◆ **Fragmento del documento**:
Durante estos últimos días he tenido buen cuidado en dos cosas: primera, no dar opiniones ni habladas ni escritas sobre las elecciones presidenciales en los Estados Unidos; segunda, oír ponderada y atentamente cualquier opinión sobre esas mismas elecciones.
Con esa disciplina sobre mi boca, para no opinar, y sobre mis oídos, para escuchar, puedo asegurar que en Europa no he encontrado una sola persona que públicamente respalde a George W. Bush. Privadamente, en un par de conversaciones (chats) sí he oído respaldo al actual presidente estadinense, pero en público, sobre todo en ese público que son las columnas de opinión en los diarios, Europa se presenta como radicalmente anti-Bush.
Cosa que ahora trae un rompecabezas para las sesudas mentes del Viejo Continente: cómo explicar lo que parece a estas horas (9.13 AM, GMT) la inevitable reelección del mandatario del otro lado del Atlántico.

◆ **Qué hacer**:
En el fragmento sobre las elecciones presidenciales en los Estados Unidos, ¿en qué dos cosas dice quien escribe que ha tenido buen cuidado durante los últimos días?

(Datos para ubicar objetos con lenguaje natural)
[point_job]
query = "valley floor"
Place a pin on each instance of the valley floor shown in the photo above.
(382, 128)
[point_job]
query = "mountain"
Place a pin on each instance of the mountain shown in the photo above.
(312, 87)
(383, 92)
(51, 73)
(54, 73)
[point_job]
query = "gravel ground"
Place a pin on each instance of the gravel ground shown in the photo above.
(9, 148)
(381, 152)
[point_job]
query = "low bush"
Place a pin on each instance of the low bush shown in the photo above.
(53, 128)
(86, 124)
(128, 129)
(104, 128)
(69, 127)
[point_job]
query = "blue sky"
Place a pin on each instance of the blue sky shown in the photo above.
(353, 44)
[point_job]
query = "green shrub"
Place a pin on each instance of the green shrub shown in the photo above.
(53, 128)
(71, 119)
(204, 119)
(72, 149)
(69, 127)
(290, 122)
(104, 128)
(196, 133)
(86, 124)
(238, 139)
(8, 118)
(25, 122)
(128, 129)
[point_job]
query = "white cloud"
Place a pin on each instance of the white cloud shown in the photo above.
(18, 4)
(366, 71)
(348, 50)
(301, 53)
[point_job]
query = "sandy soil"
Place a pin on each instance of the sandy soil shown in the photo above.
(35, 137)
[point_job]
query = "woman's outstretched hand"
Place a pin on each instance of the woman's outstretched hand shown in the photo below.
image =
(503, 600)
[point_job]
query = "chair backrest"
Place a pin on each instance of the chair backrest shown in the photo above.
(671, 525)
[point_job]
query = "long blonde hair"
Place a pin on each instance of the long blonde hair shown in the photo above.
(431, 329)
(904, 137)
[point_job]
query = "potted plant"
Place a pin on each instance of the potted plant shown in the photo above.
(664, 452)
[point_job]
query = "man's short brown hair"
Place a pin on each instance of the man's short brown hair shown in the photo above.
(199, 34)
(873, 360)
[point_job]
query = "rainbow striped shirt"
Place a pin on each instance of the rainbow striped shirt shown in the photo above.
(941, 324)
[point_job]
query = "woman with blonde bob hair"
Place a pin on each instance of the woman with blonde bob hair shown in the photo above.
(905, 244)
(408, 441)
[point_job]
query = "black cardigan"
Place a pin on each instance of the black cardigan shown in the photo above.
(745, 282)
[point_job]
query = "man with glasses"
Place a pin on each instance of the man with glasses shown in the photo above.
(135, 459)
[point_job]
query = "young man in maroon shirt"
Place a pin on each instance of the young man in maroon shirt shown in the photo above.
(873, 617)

◆ **Respuesta**:
En no dar opiniones, ni habladas ni escritas, sobre esas elecciones y en oír con atención cualquier opinión sobre ellas.